+++ Texto para leitura

Acórdão do Tribunal da Relação de Coimbra
Processo:
1560/14.4T8ACB-B.C1
Nº Convencional: JTRC
Relator: FERNANDO MONTEIRO
Descritores: PROCESSO ESPECIAL DE REVITALIZAÇÃO
PER
PLANO
PRAZO DAS NEGOCIAÇÕES
Data do Acordão: 12/15/2016
Votação: UNANIMIDADE
Tribunal Recurso: TRIBUNAL JUDICIAL DA COMARCA DE LEIRIA - ALCOBAÇA - JUÍZO COMÉRCIO - JUIZ 2
Texto Integral: S
Meio Processual: APELAÇÃO
Decisão: CONFIRMADA
Legislação Nacional: ARTS. 17-A, 17-D, 17-F, 215 CIRE
Sumário: 1.No âmbito do processo especial de revitalização, o plano desta e a documentação relativa à sua aprovação devem ser apresentados no prazo das negociações.

2.Este é um prazo de caducidade, excluída esta da disponibilidade das partes, e a sua violação constitui inobservância não negligenciável de norma imperativa.

Decisão Texto Integral:





Acordam na 2ª secção cível do Tribunal da Relação de Coimbra:

A (…) e M (…) intentaram processo especial de revitalização.

Foi nomeado administrador judicial provisório.

O prazo das negociações foi prorrogado por um mês.

O processo foi encerrado por ter decorrido o prazo das negociações.


*

            Inconformados, os Requerentes recorreram e apresentam as seguintes conclusões:

1. A decisão recorrida foi proferida após a anterior sentença ter sido anulada pelo Douto acórdão proferido em 13.07.2016, por este Tribunal da Relação de Coimbra, nos presentes autos, por falta de fundamentação.

++++++
+++ Material fornecido

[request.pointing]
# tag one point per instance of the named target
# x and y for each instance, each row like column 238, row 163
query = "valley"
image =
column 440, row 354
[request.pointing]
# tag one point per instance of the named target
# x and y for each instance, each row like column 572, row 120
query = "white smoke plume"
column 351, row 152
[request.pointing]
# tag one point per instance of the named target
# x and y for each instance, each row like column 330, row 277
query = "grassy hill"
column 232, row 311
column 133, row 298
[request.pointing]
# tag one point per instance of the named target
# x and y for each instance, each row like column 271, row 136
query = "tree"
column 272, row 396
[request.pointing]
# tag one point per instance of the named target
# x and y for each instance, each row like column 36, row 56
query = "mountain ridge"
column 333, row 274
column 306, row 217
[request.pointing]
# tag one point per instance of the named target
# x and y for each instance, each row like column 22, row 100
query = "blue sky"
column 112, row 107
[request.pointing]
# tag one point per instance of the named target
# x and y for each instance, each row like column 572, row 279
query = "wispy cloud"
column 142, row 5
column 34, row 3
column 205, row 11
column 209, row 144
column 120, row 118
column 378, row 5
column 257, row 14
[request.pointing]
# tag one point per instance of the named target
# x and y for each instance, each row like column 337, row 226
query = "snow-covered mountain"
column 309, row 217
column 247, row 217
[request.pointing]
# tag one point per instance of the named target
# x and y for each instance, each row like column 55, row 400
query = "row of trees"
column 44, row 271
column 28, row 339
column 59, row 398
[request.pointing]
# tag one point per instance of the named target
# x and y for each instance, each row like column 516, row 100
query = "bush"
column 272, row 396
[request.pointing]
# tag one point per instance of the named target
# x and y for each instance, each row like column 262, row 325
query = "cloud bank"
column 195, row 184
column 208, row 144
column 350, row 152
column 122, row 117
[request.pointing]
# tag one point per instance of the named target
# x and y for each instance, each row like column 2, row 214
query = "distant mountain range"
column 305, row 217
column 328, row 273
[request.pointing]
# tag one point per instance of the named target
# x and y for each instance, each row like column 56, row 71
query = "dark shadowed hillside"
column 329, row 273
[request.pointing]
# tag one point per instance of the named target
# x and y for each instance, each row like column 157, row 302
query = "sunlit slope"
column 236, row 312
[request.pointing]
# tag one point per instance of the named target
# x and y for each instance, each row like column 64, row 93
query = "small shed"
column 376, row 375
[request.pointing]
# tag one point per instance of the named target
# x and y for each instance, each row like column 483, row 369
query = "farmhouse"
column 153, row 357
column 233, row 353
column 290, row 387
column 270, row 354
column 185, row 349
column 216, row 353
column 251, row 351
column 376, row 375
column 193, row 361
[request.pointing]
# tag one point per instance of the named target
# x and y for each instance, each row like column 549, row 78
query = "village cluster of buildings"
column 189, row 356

++++++
+++ Material fornecido

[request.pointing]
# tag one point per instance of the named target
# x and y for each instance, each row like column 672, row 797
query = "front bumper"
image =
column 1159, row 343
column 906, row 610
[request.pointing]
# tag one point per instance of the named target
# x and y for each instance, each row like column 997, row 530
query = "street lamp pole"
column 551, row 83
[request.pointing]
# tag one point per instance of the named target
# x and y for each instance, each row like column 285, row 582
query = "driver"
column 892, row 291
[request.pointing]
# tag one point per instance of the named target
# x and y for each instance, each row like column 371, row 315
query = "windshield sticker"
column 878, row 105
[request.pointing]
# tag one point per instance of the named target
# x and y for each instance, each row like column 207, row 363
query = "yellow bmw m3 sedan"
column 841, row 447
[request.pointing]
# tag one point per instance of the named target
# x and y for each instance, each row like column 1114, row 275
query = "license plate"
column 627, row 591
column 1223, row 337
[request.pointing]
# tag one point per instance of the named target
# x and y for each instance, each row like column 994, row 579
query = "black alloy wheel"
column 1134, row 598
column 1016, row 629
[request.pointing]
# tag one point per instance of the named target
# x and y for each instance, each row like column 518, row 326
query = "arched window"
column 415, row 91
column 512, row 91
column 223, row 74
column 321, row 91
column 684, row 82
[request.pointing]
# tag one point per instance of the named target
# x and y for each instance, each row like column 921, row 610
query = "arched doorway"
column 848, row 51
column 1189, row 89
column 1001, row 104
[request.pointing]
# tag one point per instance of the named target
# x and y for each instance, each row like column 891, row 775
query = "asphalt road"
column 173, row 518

++++++
+++ Material fornecido

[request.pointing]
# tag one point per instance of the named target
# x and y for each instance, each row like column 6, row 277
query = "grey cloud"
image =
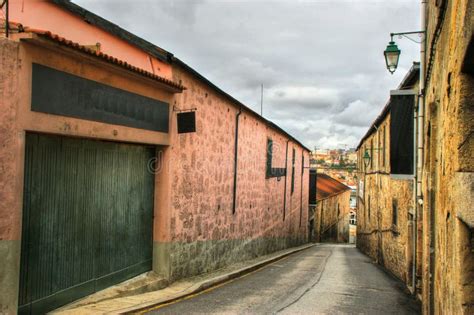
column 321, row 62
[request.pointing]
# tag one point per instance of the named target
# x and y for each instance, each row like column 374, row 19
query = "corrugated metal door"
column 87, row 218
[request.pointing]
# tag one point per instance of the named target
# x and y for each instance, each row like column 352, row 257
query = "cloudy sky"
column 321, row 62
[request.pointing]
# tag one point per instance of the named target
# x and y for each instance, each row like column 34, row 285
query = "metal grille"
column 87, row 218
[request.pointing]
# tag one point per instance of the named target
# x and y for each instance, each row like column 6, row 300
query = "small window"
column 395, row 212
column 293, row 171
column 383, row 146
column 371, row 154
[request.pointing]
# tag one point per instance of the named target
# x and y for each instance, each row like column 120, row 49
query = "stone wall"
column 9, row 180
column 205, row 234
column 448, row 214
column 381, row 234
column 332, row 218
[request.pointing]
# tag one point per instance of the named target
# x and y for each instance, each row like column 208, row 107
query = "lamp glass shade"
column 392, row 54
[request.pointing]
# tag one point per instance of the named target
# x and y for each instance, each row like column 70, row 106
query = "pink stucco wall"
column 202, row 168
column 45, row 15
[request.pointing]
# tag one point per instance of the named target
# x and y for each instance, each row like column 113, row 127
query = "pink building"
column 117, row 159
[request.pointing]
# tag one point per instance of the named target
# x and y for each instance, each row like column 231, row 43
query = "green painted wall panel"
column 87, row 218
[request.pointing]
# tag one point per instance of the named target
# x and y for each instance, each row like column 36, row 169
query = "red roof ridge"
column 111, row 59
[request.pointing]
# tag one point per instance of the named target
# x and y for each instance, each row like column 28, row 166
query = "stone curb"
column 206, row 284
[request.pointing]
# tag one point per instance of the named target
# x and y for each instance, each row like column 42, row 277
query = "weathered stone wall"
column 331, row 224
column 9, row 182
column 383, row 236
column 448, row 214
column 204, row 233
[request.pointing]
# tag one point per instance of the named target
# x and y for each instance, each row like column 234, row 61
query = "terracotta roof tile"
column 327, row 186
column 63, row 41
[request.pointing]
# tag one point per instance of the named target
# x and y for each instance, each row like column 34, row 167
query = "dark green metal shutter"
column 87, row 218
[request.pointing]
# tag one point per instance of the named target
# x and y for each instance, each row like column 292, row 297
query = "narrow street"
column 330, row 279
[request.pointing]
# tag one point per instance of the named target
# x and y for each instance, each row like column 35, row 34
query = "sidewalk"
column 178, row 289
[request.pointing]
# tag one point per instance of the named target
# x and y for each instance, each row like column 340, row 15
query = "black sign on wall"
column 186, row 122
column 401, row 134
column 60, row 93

++++++

Tarefa proposta A: Reproduza fielmente o trecho do acórdão que começa em "2.Este é um" e termina em "especial de revitalização.".
Tarefa proposta B: Segundo o acórdão, por quanto tempo foi prorrogado o prazo das negociações?
Tarefa proposta C: Dê sequência ao acórdão a partir do ponto em que ele termina.

Resposta final A:
2.Este é um prazo de caducidade, excluída esta da disponibilidade das partes, e a sua violação constitui inobservância não negligenciável de norma imperativa.

Decisão Texto Integral:





Acordam na 2ª secção cível do Tribunal da Relação de Coimbra:

A (…) e M (…) intentaram processo especial de revitalização.

Resposta final B: O prazo das negociações foi prorrogado por um mês.

Resposta final C:
2. O douto Acórdão que anulou a primeira sentença decidiu que a decisão padece do vício da insuficiência, por omissão de elementos de facto, já que não concretiza factualmente a data da conclusão das negociações, como se obtiveram, nem sequer quando foi remetido o plano.

3. Consequentemente, a nova sentença sempre teria que incluir essa fundamentação.

4. Contudo, a sentença agora recorrida apenas menciona que “ ( . . . ) No caso dos autos, e como supra se referiu, a lista provisória foi publicada em 06.05.2015.Deste modo, o prazo para as impugnações terminava a 13/05/2015 (artigo 17ºD, n. 3, do CIRE) iniciando-se o prazo de 2 meses (que terminava a 14/07/2015) o qual foi

prorrogado por 30 dias. Ou seja, o prazo para a conclusão das negociações esgotou -se a 14/08/2015. A acta de abertura de votos e votação do plano de recuperação só foi apresentada nos autos a 03.09.2015. ( . . . ) Entendemos pois que se o plano de revitalização for apresentado nos autos posteriormente ao decurso do prazo, como sucede no presente, deve ser recusada a sua homologação ( . . . ) ”

5. A sentença agora recorrida , não concretiza factualmente quando foi enviado o plano (naturalmente aos credores para o poderem votar).

6. Não concretiza factualmente a data da conclusão das negociações.

7. Não concretiza factualmente como estas negociações se obtiveram.

8. Afirmar como o faz a douta sentença recorrida, que o prazo para conclusão das negociações esgotou -se a 14/08/2015, é nada concretizar quanto à data em que as mesmas efectivamente e de facto, se concluíram.

9. Absolutamente nada é referido na douta sentença recorrida quanto à forma como as negociações se obtiveram.

10. Nada é referido quanto à data de envio do plano aos credores para estes votarem.

11. Consequentemente sofre dos mesmos vícios já apontados à anterior sentença anulada, pelo que outra não poderá ser a decisão quanto a esta.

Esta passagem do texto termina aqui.